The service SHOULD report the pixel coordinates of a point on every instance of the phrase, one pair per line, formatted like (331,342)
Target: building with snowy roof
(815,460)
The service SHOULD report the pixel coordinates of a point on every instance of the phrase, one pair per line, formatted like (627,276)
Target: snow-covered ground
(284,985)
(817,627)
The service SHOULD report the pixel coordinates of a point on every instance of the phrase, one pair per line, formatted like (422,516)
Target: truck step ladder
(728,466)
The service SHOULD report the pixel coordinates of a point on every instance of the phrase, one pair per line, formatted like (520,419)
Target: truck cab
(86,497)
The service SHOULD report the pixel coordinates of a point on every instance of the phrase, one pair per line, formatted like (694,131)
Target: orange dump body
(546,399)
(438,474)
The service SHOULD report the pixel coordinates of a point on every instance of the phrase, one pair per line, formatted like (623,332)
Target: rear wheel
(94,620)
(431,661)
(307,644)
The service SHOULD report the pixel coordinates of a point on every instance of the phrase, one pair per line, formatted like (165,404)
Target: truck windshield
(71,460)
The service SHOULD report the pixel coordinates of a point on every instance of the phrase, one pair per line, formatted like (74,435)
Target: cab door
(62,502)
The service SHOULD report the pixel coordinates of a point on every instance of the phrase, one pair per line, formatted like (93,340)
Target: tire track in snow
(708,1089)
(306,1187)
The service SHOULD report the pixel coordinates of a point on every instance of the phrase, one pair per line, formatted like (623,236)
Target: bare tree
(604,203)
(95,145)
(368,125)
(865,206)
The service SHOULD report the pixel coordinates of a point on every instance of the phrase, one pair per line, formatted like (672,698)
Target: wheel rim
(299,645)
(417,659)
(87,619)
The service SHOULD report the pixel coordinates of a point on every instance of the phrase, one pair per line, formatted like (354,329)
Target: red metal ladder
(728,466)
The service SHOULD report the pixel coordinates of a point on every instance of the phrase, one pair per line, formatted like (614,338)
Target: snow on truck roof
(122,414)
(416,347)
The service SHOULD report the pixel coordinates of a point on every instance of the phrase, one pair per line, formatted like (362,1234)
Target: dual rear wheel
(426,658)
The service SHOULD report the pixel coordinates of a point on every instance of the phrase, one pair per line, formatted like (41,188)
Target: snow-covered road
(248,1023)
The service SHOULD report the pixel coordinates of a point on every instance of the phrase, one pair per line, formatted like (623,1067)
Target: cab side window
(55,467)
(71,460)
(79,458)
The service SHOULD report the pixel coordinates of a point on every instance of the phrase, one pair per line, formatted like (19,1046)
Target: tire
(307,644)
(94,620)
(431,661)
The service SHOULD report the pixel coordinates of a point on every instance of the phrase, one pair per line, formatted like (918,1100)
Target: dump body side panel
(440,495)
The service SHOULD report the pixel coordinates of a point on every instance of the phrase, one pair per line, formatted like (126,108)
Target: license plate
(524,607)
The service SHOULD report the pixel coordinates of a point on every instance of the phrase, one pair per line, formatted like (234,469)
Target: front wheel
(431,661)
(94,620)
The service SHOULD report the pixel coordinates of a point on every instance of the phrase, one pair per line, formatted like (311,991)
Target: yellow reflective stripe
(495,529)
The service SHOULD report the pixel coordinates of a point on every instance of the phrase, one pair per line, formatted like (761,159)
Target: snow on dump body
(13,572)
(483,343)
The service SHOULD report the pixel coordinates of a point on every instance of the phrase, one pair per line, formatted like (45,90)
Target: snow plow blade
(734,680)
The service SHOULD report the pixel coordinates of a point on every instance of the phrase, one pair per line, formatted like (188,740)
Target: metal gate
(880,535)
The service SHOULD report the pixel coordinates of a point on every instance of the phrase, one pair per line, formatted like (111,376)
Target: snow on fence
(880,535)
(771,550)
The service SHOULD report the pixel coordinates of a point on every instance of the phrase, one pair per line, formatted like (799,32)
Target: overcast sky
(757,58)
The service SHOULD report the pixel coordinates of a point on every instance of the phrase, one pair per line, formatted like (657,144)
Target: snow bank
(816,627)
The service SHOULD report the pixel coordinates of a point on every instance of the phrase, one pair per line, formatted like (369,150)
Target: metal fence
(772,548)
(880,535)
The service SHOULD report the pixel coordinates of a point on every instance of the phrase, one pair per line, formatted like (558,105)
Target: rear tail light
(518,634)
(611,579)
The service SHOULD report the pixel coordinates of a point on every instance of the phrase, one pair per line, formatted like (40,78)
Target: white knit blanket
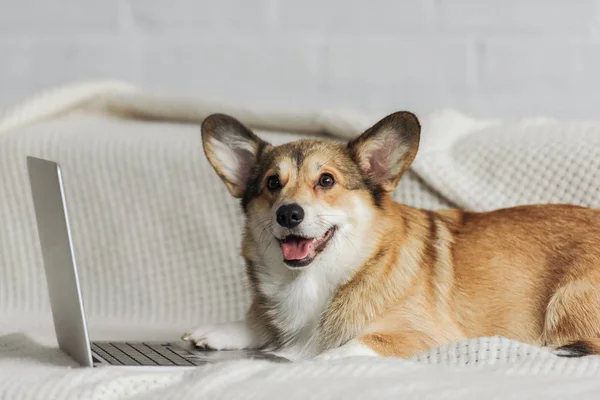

##########

## WORK TO COMPLETE:
Which lines in the listing above contain the word "metal"? Copy each of them in full.

## SOLUTION TO THIS TASK:
Target: red metal ladder
Target: metal gate
Target: metal fence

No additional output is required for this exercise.